━━━━━ Given entries

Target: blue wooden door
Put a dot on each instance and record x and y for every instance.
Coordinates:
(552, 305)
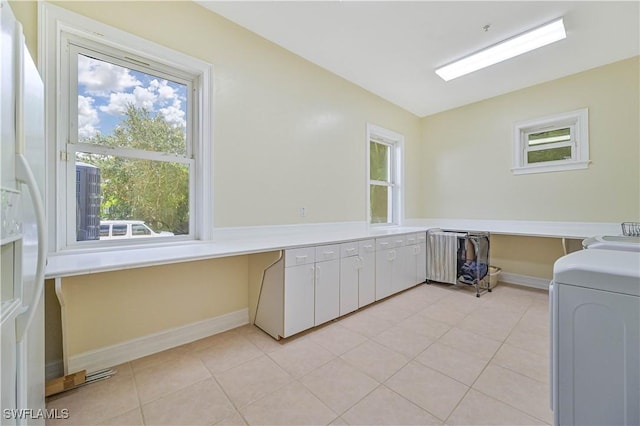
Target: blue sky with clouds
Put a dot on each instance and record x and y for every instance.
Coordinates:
(105, 90)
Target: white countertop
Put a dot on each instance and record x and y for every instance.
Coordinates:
(249, 240)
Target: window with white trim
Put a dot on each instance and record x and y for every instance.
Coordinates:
(553, 143)
(384, 195)
(132, 143)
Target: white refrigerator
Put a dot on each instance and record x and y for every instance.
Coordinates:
(22, 229)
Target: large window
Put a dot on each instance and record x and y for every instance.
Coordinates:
(553, 143)
(131, 120)
(384, 175)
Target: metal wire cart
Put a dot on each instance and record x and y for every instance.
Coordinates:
(459, 257)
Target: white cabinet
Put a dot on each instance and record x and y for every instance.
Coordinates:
(421, 253)
(357, 275)
(327, 283)
(400, 263)
(309, 286)
(367, 272)
(349, 277)
(299, 290)
(388, 265)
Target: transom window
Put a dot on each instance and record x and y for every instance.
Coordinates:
(385, 161)
(552, 143)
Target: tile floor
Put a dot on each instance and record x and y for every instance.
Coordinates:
(433, 355)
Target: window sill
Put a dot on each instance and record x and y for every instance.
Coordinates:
(547, 168)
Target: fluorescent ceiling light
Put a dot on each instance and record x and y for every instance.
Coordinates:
(504, 50)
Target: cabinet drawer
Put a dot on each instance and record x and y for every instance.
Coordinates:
(299, 256)
(328, 252)
(366, 246)
(384, 243)
(411, 239)
(349, 249)
(393, 241)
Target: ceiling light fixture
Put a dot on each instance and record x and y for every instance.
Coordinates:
(504, 50)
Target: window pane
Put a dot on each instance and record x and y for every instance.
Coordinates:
(552, 136)
(380, 203)
(119, 230)
(379, 161)
(122, 107)
(552, 154)
(138, 230)
(117, 188)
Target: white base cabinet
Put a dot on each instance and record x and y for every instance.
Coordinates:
(399, 263)
(309, 286)
(357, 275)
(327, 283)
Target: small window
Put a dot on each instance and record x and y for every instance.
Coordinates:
(385, 161)
(119, 230)
(139, 230)
(552, 143)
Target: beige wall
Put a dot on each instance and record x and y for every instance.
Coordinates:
(289, 134)
(113, 307)
(529, 256)
(468, 153)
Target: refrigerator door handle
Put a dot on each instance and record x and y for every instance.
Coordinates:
(25, 175)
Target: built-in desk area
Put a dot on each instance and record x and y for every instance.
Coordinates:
(83, 280)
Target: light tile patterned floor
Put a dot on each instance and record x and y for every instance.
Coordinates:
(434, 354)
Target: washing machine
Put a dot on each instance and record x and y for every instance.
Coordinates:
(613, 242)
(595, 338)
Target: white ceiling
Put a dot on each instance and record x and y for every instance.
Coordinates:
(391, 48)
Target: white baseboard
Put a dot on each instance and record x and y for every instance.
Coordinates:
(524, 280)
(54, 369)
(110, 356)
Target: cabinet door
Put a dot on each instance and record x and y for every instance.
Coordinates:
(327, 291)
(367, 279)
(385, 260)
(349, 271)
(298, 299)
(407, 268)
(422, 262)
(598, 362)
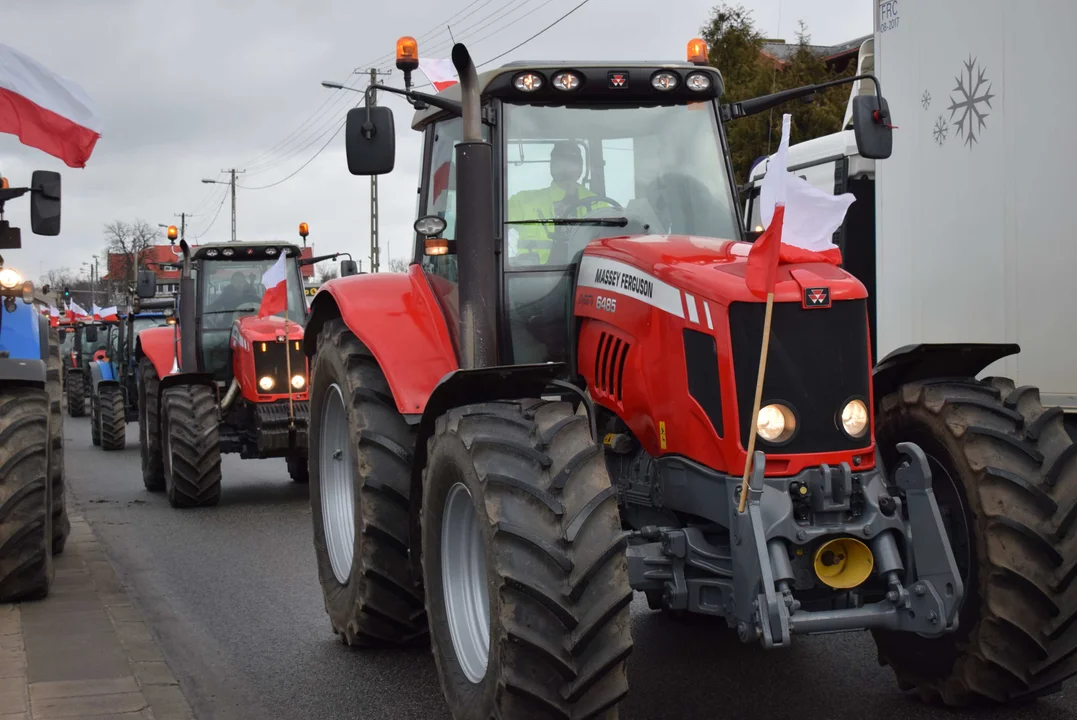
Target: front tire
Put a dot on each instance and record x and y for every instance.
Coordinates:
(26, 512)
(111, 417)
(1005, 468)
(149, 426)
(192, 447)
(77, 394)
(525, 566)
(360, 459)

━━━━━━━━━━

__What the task requires__.
Please pull every line of the records above into your answer, word for word, and leave out the pictures.

__The result__.
Target: blue wooden door
Put a dot on each instance and record x and y for every instance.
Coordinates:
(552, 305)
Target: blue sky with clouds
Put a dot on each instance and record x and y for every instance.
Coordinates:
(105, 90)
Target: white countertop
Put a dot on each instance and record x and y for every instance.
Coordinates:
(249, 240)
Target: window with white trim
Put a dot on each instance and record x and y for every instance.
Coordinates:
(553, 143)
(384, 195)
(132, 143)
Target: white refrigerator
Put a dot on each instance and record x and y for every instance.
Coordinates:
(22, 229)
Target: large window
Put a dot on each instance and record x and y for every instance.
Coordinates:
(553, 143)
(131, 120)
(384, 175)
Target: metal wire cart
Put a dot on each instance and record x and y for every instance.
Coordinates:
(459, 257)
Target: white cabinet
Put a dot on each instance and record x and y for every instance.
Coordinates:
(421, 253)
(357, 275)
(327, 283)
(400, 263)
(309, 286)
(367, 272)
(349, 277)
(299, 290)
(388, 265)
Target: transom window
Put a dot on each instance and record x and y for every instance.
Coordinates:
(385, 161)
(552, 143)
Target: tile floor
Put a dot on each instance and record x and y for every instance.
Coordinates:
(433, 355)
Target: window sill
Put a dot on each instance and record x and y for every instance.
Coordinates:
(547, 168)
Target: fluorescent ceiling light
Put a dot on each instance and record x and y for every instance.
Coordinates:
(504, 50)
Target: cabinet drawer
Put a dot on each instance and record x and y for every instance.
Coordinates:
(299, 256)
(328, 252)
(366, 246)
(384, 243)
(411, 239)
(349, 249)
(393, 241)
Target: ceiling light fixture
Put a dot on each instance and record x and y for every instance.
Coordinates:
(504, 50)
Target: window pane
Put a dot on each instance and record x and y for every instance.
Coordinates:
(552, 136)
(380, 203)
(119, 230)
(379, 161)
(122, 107)
(552, 154)
(138, 230)
(117, 188)
Target: white base cabinet
Put a dot on each instance and record x and y for every instance.
Coordinates:
(399, 263)
(309, 286)
(357, 275)
(327, 283)
Target: small window
Put a dot on each instance and record x and y for every instance.
Coordinates:
(385, 161)
(119, 230)
(139, 230)
(552, 143)
Target: beige wall
Put a dot on each instance and record x and y for every instance.
Coordinates:
(289, 134)
(113, 307)
(529, 256)
(468, 153)
Target: refrigerator door handle
Put a dot on each instance and record x and y for every instance.
Coordinates:
(25, 175)
Target: built-in desk area
Put a dot on each instance and record x and y for every instance.
Coordinates:
(83, 280)
Target: light tile patterned floor
Put a dot on each instance and record x and y for every instance.
Coordinates:
(434, 354)
Target: washing machine
Put a dot on each instance and record x and y for every instance.
Coordinates:
(613, 242)
(595, 338)
Target: white ceiling
Put a dot on each instance and record x and y for every instance.
Coordinates:
(391, 48)
Target: white baseboard
Put a dot on each instance and record x and y for every instance.
Coordinates:
(524, 280)
(54, 369)
(110, 356)
Target: cabinet door
Put a dot on each instance and record x and y for every instance.
Coordinates:
(327, 291)
(367, 279)
(385, 260)
(349, 271)
(298, 299)
(407, 268)
(422, 262)
(598, 362)
Target: front tire
Put a dot on each instance and record x and y for every instance.
Coordinates:
(26, 512)
(111, 417)
(1005, 468)
(149, 426)
(192, 447)
(77, 394)
(525, 566)
(360, 459)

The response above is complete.